Short task
Could you put all of the material below into a numbered list, leaving out any blank lines?

══ Supplied information

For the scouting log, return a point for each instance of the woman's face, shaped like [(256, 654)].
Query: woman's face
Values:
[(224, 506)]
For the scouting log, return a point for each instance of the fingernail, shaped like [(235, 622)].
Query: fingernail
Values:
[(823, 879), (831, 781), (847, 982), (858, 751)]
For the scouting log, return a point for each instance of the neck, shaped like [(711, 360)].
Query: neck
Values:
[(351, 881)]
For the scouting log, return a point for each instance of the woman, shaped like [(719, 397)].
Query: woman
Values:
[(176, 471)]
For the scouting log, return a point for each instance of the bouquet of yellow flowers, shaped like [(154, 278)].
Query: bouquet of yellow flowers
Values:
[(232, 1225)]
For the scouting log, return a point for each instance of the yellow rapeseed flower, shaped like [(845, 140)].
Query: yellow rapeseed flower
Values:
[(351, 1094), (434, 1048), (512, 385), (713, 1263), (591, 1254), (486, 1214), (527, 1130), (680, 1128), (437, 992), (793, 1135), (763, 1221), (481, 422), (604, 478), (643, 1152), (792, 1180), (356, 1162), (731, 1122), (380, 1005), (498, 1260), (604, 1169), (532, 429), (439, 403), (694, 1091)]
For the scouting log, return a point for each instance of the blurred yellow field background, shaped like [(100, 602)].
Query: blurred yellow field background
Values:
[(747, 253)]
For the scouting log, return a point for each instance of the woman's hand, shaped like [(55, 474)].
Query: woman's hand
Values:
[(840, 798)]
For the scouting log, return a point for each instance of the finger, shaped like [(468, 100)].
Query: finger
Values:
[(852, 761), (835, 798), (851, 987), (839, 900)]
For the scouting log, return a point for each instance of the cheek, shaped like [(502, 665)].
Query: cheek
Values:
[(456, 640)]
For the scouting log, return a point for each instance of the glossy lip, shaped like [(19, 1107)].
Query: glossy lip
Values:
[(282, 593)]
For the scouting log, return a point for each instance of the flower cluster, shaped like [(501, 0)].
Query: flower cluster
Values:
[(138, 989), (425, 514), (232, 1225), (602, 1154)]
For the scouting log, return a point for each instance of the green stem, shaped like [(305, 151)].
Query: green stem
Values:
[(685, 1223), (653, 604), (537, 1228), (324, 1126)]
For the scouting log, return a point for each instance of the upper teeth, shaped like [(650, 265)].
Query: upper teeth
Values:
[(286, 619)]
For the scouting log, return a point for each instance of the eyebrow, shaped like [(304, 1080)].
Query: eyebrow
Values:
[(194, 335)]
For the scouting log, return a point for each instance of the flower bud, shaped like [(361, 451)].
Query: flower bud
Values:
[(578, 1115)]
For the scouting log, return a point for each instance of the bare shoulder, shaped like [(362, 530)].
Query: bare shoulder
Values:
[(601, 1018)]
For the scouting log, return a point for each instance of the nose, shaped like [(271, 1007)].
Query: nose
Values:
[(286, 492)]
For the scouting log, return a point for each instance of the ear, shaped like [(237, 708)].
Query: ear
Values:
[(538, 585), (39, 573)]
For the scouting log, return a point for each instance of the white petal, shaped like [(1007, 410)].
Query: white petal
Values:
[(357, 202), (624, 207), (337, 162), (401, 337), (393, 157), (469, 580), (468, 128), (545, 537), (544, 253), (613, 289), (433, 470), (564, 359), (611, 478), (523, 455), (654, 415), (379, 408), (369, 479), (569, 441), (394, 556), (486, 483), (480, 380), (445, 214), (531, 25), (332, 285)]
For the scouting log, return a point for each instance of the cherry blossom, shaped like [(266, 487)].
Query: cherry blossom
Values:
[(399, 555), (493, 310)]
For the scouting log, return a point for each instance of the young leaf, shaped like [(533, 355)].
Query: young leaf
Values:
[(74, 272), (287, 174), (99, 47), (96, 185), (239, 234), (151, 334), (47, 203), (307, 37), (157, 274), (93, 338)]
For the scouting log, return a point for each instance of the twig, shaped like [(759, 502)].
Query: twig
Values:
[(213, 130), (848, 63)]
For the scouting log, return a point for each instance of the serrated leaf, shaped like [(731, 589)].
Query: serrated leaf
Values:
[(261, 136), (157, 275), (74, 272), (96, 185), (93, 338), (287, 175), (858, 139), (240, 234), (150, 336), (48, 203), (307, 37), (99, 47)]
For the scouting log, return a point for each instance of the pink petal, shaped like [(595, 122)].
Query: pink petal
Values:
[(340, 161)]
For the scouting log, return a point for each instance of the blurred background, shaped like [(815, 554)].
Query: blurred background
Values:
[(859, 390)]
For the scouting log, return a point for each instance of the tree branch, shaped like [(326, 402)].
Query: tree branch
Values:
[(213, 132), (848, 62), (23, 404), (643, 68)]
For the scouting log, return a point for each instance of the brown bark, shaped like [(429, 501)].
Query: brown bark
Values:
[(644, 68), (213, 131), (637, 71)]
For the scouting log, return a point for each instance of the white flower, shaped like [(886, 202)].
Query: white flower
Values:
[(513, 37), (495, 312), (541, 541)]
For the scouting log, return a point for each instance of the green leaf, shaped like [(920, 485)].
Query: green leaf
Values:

════

Correct answer
1. For the scouting log, return a point for each instance of the woman's face, shaped like [(256, 654)].
2. Query: woman's face
3. Values:
4. [(224, 506)]
5. For the scouting log, return a point for each instance of the fingernail, shaped like [(235, 622)].
6. Query: fingernail
7. Values:
8. [(823, 879), (831, 781), (847, 982), (858, 751)]
9. For the scouting log, return a point for each instance of the neck, shaped like [(711, 360)].
10. Query: neck
11. Values:
12. [(351, 881)]
13. For the scouting log, return a point for each instance of the woman, shaped like [(719, 397)].
14. Query: woman
15. Values:
16. [(176, 471)]
17. For the scouting log, return a point for each instance of the bouquet of yellow flowers, shaped like [(154, 278)].
18. Query: bouquet of yellow flowers
19. Values:
20. [(232, 1225)]
21. For the scouting log, return a point for each instance of the yellow rapeseed flower, shaped like [(845, 140)].
22. Query: yellow rapeseed flower
23. Values:
24. [(351, 1094), (434, 1048), (512, 385), (713, 1263), (591, 1254), (486, 1214), (527, 1130), (680, 1128), (437, 992), (793, 1135), (763, 1221), (481, 422), (604, 478), (643, 1152), (792, 1180), (356, 1162), (731, 1122), (380, 1005), (498, 1260), (604, 1169), (532, 429), (439, 403), (694, 1091)]
25. For the scouting log, return a point for each instance of the blurred yellow field background, shaped like [(100, 602)].
26. Query: blurred yellow field background
27. Values:
28. [(747, 253)]
29. For the scouting log, return a point for each instance of the woman's hand, shaped like [(55, 474)].
30. Query: woman's hand
31. Values:
32. [(840, 798)]
33. For the scouting log, return a point for each instance of the finger, shaped like [(468, 100)].
34. Query: finger
35. Values:
36. [(852, 761), (835, 798), (851, 987), (839, 900)]
37. For the scouting log, return a point for each instance of the cheek, shaped like [(502, 665)].
38. Query: cheek
39. Values:
40. [(456, 640)]
41. For the scouting log, return a point for each instance of the glossy lip, shaped like [(19, 1107)].
42. Query: glossy lip
43. Values:
44. [(282, 593)]
45. For the scouting log, return a point for each instance of the flower cluster, shaped like [(501, 0)].
46. Query: flower cluster
47. Values:
48. [(138, 989), (425, 514), (232, 1225), (602, 1154)]
49. For the scouting log, return a point for each instance of the green stem, shaped like [(305, 151)].
50. Query: green stem
51. Values:
52. [(685, 1223), (653, 604), (537, 1228), (324, 1126)]
53. For the scouting log, return a point for each instance of the upper teeth, shaped like [(650, 265)].
54. Query: upper teeth
55. Values:
56. [(286, 619)]
57. For the scouting log, return a point for each instance of the eyebrow, shaped like [(304, 1080)].
58. Query: eyebrow
59. Values:
60. [(194, 335)]
61. For the scouting log, return a point for each instance of the flower bud, shaped like [(361, 451)].
62. Query: flower bud
63. Values:
64. [(578, 1115)]
65. For the scouting log, return a point for each instance of the bare shoulder, shaped like [(362, 530)].
66. Query: bare shoulder
67. Values:
68. [(601, 1018)]
69. For the scouting log, return a point for each instance of the nose, shaped like [(271, 1007)].
70. Query: nose
71. Values:
72. [(286, 492)]
73. For the scouting log, return a point for each instance of the ear, shaped like [(237, 708)].
74. Query: ear
75. Values:
76. [(538, 585), (39, 573)]
77. For the scouting log, return a point for each instance of the white petal, shaped like [(1007, 410)].
78. Query: white petal
79. Values:
80. [(357, 202), (624, 207), (337, 162), (401, 337), (393, 157), (469, 580), (468, 128), (545, 537), (544, 253), (613, 289), (433, 470), (564, 359), (611, 478), (523, 455), (654, 415), (379, 408), (369, 479), (569, 441), (394, 556), (486, 483), (480, 380), (445, 214), (531, 25), (332, 285)]
81. For the scouting log, return a point for each instance of the cherry blossom, shaped like [(266, 487)].
82. Query: cherry blossom
83. Values:
84. [(399, 555), (493, 310)]
85. For the scouting log, return a point for each instance of the young leaf, shaped like [(533, 355)].
86. Query: young leaf
87. Values:
88. [(74, 272), (287, 174), (99, 47), (96, 185), (239, 234), (151, 334), (47, 203), (307, 37), (157, 274), (93, 338)]
89. For the scouting log, return a point for each instance of the twig, shaped like [(759, 502)].
90. Query: twig
91. Values:
92. [(213, 130), (848, 63)]
93. For the scouting log, return a point for each instance of the serrated leaf, shaped like [(731, 589)].
94. Query: serrated leaf
95. Values:
96. [(261, 136), (157, 275), (74, 272), (96, 185), (93, 338), (287, 175), (858, 139), (240, 234), (150, 336), (48, 203), (307, 37), (99, 47)]
97. For the scouting log, return a point for each instance of the pink petal, shaped like [(595, 122)].
98. Query: pink petal
99. Values:
100. [(340, 161)]
101. For the scouting log, return a point for each instance of the blurred background, shaped like [(815, 554)].
102. Query: blurred background
103. Values:
104. [(859, 390)]
105. For the scouting log, return a point for each instance of the tree branch, shaped like [(326, 402)].
106. Query: tree branch
107. Values:
108. [(213, 132), (848, 62), (23, 404), (643, 68)]
109. For the scouting log, return a point for each instance of the brown bark, shaped like [(429, 501)].
110. Query: brown bark
111. Values:
112. [(644, 68), (213, 131), (637, 71)]
113. For the scouting log, return a point for each instance of the white flower, shaped like [(886, 202)].
114. Query: white flower
115. Values:
116. [(513, 37), (495, 312), (541, 541)]
117. For the scouting log, return a point for each instance of the green leaf, shaped like [(920, 485)].
118. Query: green leaf
119. Values:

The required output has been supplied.